» **REQUIRED WORK**:
Pick out every line in the entries below that contains the word "dried" and copy each one. Match case exactly.

-- START --

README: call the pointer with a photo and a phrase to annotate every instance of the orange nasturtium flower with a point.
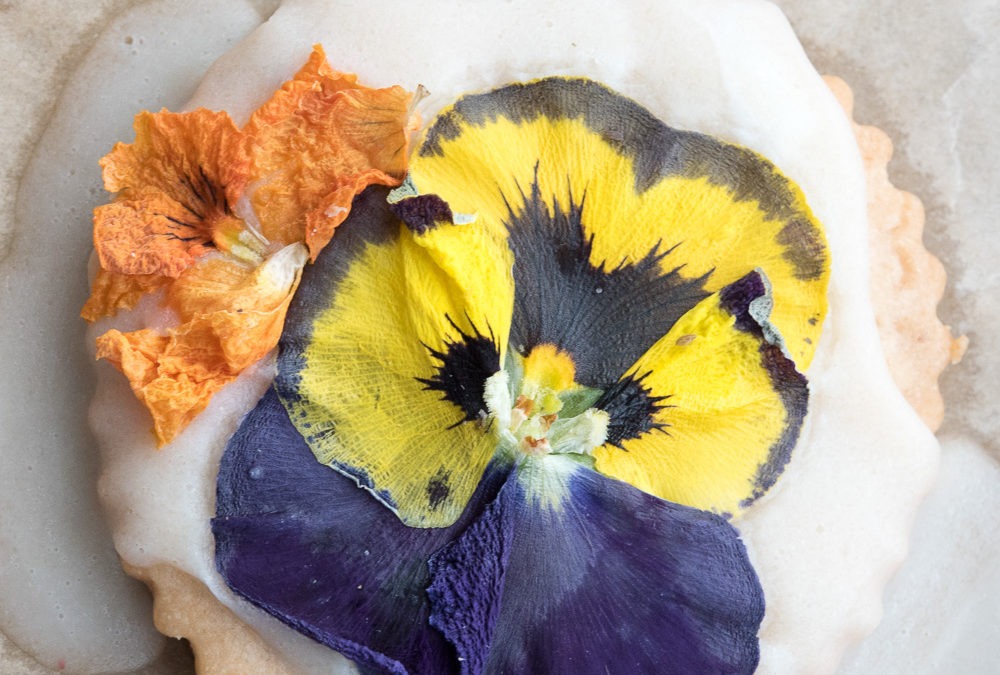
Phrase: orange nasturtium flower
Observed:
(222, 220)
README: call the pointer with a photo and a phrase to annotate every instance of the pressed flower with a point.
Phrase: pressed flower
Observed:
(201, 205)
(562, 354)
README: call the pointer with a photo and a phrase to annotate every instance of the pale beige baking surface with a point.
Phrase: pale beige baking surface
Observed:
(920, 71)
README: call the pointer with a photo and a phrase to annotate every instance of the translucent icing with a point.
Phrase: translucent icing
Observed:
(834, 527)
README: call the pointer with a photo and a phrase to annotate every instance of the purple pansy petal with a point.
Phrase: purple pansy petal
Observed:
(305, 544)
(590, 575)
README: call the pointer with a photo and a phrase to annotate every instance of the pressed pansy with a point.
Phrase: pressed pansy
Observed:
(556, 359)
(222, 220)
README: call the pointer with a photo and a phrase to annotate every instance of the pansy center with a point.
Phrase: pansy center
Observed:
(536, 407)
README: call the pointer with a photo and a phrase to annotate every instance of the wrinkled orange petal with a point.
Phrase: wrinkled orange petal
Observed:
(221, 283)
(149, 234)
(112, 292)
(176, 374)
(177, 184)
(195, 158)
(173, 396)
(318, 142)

-- END --
-- START --

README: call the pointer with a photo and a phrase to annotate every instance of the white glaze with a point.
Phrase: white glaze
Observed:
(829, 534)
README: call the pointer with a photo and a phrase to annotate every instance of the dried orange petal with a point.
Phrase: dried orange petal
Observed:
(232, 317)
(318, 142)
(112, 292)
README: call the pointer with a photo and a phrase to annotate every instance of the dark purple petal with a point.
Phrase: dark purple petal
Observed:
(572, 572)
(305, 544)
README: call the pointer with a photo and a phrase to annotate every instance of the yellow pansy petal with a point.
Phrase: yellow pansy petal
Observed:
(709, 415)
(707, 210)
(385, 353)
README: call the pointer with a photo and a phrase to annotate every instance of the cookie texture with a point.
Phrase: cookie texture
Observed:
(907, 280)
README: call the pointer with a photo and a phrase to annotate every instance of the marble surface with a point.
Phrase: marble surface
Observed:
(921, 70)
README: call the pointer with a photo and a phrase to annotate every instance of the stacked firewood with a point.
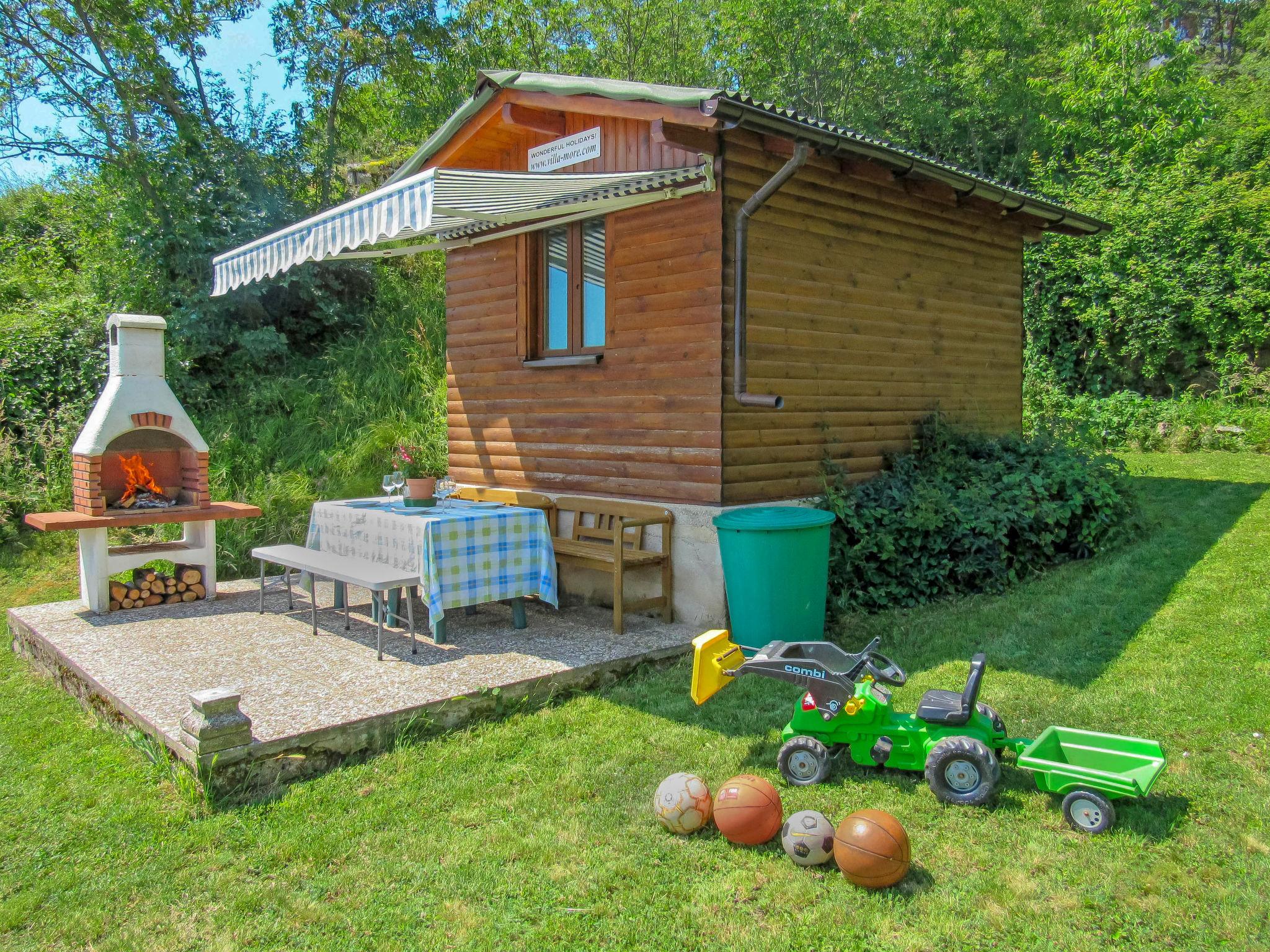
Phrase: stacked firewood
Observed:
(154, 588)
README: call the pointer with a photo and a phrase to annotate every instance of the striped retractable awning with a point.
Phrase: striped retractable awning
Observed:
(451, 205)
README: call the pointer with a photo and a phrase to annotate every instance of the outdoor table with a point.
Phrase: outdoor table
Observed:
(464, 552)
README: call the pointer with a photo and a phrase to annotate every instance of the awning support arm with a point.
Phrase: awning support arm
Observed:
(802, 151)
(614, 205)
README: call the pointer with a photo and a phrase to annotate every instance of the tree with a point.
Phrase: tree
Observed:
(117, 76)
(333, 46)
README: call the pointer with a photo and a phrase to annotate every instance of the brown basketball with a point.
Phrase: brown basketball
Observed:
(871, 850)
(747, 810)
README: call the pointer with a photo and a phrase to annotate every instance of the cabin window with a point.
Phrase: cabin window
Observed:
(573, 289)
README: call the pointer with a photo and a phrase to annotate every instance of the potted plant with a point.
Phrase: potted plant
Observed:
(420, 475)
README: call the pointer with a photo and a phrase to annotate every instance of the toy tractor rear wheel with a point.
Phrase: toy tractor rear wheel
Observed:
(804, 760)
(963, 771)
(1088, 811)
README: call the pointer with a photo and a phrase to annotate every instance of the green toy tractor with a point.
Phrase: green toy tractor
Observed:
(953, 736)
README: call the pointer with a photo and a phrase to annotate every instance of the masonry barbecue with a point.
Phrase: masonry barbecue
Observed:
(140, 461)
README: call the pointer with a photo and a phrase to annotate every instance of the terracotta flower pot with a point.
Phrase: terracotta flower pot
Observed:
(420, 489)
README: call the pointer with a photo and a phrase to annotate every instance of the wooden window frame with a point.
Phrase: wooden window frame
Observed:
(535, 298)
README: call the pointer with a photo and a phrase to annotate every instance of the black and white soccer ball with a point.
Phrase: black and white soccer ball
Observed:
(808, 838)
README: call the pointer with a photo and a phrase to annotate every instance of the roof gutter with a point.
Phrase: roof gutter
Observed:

-- END --

» **FINAL RESULT**:
README: call the pointer with a photo and a phrase to annotate every instance of the dried orange petal with a point.
Phrase: dried orange petal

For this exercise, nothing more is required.